— Fragmento del documento —
━━━━━━━━━━━━━━━━━━━━━━━━━━━━━━

Éstas y otras prohibiciones similares, bien de forma explícita o implícita, se mantuvieron durante mucho tiempo en el ámbito universitario. No obstante, en España se conoce la presencia puntual de alumnas en las universidades de Salamanca y Alcalá de Henares durante los siglos XV y XVI, llegando algunas a ocupar puestos docentes relevantes, como es el caso de Luisa de Medrano, Francisca de Nebrija y Beatriz Galindo. Esta última llegó a ser profesora de latín y preceptora de la reina Isabel la Católica. Posteriormente, en el siglo XVIII, María Isidra de Guzmán obtiene el título de grado de doctora en Filosofía y Letras Humanas en la Universidad de Alcalá de Henares, tras una autorización expresa del rey Carlos III.
A pesar de estos logros individuales, las mujeres todavía tuvieron que seguir sorteando normas si querían entrar en las aulas universitarias. La obligación de sentarse en la mesa del profesor, asistir a clase con un acompañante o refugiarse en un despacho en los descansos entre clases, así como las trabas para la expedición de títulos, la colegiación y el ejercicio de la profesión son algunas de las que se citan en el libro Las primeras universitarias en España, de Consuelo Flecha. También cuentan algunas biografías de Concepción Arenal que tuvo que ataviarse con una capa masculina para asistir a clase, sin matrícula ni título, en la Facultad de Derecho de Madrid (1840).
No obstante, en 1878, María Elena Maseras Ribera finaliza estudios de Medicina en la Universidad de Barcelona; y, en 1882, obtienen el grado de Doctorado en Medicina en la Universidad Central María Dolores Aleu Riera y Martina Castyells Ballespí.

━━━━━━━━━━━━━━━━━━━━━━━━━━━━━━

(Entradas del conjunto de datos)
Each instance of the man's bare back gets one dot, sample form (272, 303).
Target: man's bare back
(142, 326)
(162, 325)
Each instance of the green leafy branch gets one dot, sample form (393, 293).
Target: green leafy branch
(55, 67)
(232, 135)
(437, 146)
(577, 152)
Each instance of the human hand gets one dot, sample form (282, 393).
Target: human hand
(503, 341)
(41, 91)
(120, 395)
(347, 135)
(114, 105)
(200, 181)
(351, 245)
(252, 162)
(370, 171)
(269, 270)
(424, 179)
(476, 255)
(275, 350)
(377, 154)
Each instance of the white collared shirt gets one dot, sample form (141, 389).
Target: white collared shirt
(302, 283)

━━━━━━━━━━━━━━━━━━━━━━━━━━━━━━

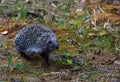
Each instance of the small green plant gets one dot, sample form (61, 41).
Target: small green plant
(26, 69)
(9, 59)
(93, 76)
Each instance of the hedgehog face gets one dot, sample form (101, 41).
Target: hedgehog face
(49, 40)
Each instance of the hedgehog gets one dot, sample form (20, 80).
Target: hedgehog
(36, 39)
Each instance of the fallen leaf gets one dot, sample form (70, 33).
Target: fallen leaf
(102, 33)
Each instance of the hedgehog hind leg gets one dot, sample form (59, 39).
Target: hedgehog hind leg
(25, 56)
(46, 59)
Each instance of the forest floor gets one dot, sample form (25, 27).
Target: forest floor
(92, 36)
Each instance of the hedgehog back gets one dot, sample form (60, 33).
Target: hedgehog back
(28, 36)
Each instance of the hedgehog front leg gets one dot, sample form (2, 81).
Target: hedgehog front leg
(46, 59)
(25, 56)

━━━━━━━━━━━━━━━━━━━━━━━━━━━━━━

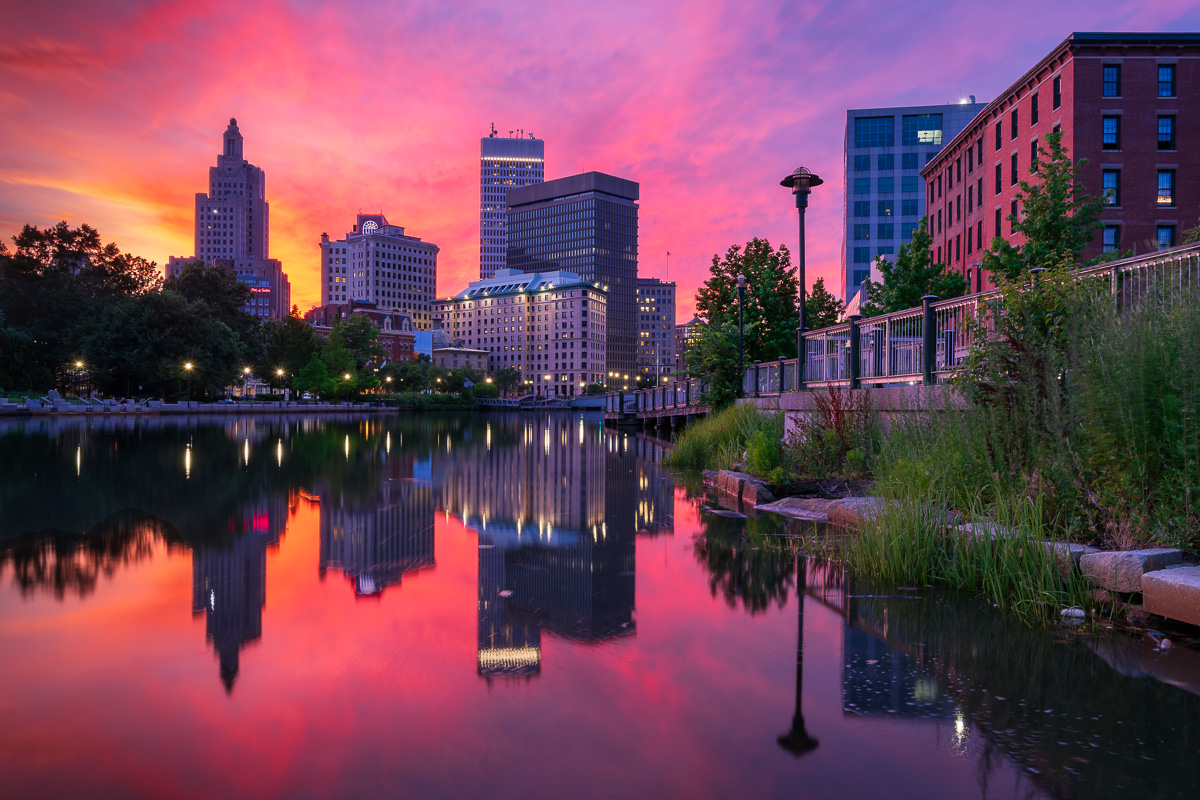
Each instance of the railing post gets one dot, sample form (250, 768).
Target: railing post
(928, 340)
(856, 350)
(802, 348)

━━━━━━━━━━━━━━━━━━━━━━━━━━━━━━

— Sobre la tarea —
Según el fragmento sobre las primeras universitarias, ¿qué título obtuvo María Isidra de Guzmán en el siglo XVIII?

— Respuesta —
El grado de doctora en Filosofía y Letras Humanas por la Universidad de Alcalá de Henares.